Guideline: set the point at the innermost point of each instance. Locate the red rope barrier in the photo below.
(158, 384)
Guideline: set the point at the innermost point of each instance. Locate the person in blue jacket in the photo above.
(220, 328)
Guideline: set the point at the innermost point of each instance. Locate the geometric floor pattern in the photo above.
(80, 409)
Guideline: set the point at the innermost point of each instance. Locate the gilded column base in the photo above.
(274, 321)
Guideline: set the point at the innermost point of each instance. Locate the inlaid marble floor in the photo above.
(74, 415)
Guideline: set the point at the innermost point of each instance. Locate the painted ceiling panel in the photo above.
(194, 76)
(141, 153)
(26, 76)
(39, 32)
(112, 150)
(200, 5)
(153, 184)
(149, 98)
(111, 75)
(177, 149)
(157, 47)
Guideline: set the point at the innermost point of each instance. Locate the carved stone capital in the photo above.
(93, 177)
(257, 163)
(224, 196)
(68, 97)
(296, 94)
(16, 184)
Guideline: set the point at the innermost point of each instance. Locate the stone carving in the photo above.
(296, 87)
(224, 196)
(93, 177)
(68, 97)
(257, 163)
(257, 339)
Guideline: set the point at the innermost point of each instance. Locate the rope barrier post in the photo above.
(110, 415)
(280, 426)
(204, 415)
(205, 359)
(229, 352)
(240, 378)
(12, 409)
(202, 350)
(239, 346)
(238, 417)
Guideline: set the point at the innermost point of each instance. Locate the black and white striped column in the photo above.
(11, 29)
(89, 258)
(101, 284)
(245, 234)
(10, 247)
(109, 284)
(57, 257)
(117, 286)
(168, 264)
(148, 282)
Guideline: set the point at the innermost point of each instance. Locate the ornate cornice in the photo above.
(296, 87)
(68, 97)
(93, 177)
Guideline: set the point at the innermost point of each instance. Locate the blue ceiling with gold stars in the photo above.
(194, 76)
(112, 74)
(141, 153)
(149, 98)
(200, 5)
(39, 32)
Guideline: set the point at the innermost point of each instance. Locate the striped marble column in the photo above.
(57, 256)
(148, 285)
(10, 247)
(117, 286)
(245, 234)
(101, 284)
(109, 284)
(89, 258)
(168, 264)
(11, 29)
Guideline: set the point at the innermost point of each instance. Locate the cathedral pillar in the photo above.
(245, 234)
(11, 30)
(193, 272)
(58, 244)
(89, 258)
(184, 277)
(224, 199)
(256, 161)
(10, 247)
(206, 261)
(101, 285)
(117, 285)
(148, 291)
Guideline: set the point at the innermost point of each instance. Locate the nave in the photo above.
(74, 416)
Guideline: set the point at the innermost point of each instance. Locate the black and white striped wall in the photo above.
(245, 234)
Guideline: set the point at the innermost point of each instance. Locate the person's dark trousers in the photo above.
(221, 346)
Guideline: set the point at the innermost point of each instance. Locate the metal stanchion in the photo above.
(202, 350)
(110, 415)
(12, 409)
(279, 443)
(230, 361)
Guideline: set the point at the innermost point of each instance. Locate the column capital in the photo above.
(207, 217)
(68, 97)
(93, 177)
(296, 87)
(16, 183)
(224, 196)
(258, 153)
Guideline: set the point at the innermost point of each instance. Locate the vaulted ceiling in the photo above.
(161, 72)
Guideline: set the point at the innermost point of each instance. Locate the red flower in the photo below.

## Written request
Copy out every entry again, exactly as it was given.

## Final result
Guideline: set the point at the innermost point of each instance. Locate the red rope barrier in the photo below.
(158, 384)
Guideline: set the point at the innermost point of each instance. Locate the person in blue jacket in the photo above.
(220, 328)
Guideline: set the point at the innermost point of each instance. Locate the geometric floor pattern in the photo above.
(80, 409)
Guideline: set the point at the innermost point of each instance. Locate the gilded column base in the photo above.
(274, 321)
Guideline: set the point at the innermost point of each instance. Locate the inlaid marble floor in the photo above.
(74, 415)
Guideline: set the point at the innermost point of each instance. Locate the painted ceiling panel in the photo above.
(194, 76)
(141, 153)
(26, 76)
(39, 32)
(112, 150)
(200, 5)
(153, 184)
(149, 98)
(111, 75)
(177, 149)
(157, 47)
Guideline: set the point at the innermost point of each instance. Locate the carved stone capital in the photo above.
(93, 177)
(257, 163)
(224, 196)
(68, 97)
(296, 94)
(16, 184)
Guideline: set the point at the innermost point of each instance. Locate the stone carving in the photo above.
(296, 87)
(224, 196)
(93, 177)
(68, 97)
(257, 163)
(257, 339)
Guideline: set the point at the innermost point of each instance. Locate the rope barrier post in the photo above.
(110, 415)
(280, 426)
(204, 415)
(205, 359)
(229, 352)
(240, 378)
(12, 409)
(202, 350)
(239, 346)
(238, 417)
Guideline: set the point at the innermost point of each instance. Locate the black and white striped column in the photo above.
(11, 29)
(89, 258)
(101, 284)
(245, 234)
(10, 247)
(109, 284)
(57, 257)
(117, 286)
(168, 264)
(148, 282)
Guideline: set the point at the innermost point of each instance. Locate the ornate cornice in the photo above.
(296, 87)
(68, 97)
(93, 177)
Guideline: set the point at the innermost point of each instance. Locate the blue ceiling with gold stars in the photo above.
(194, 76)
(112, 74)
(141, 153)
(149, 98)
(200, 5)
(39, 32)
Guideline: set the point at the innermost point of each instance. Locate the striped marble column in the photo above.
(57, 256)
(148, 285)
(10, 247)
(117, 286)
(245, 234)
(101, 284)
(109, 284)
(89, 258)
(168, 264)
(11, 29)
Guideline: set the point at the innermost point of each instance. Locate the cathedral pillar in the photo above.
(245, 234)
(11, 30)
(193, 272)
(58, 244)
(89, 258)
(184, 277)
(224, 199)
(256, 161)
(10, 247)
(206, 261)
(101, 285)
(117, 285)
(148, 291)
Guideline: set the point at the innermost point of each instance. Locate the nave in the photo above.
(74, 416)
Guideline: set the point at the innermost point of each instance. Locate the black and white striped wall in the photo above.
(245, 234)
Guideline: set the point at the innermost point of each instance. Locate the person's dark trousers in the photo above.
(221, 346)
Guideline: set the point at the innermost point of each instance. Locate the metal stanchion in the photo above.
(202, 350)
(110, 415)
(12, 409)
(279, 443)
(230, 361)
Guideline: set the point at the innermost point of each instance. Locate the column capital in the photo above.
(207, 217)
(68, 97)
(93, 177)
(296, 87)
(16, 183)
(224, 196)
(258, 153)
Guideline: set the point at the innermost point of each instance. Locate the vaulted ceiling in the photo above.
(161, 72)
Guideline: set the point at the innermost point of each instance. Locate the red flower in the photo below.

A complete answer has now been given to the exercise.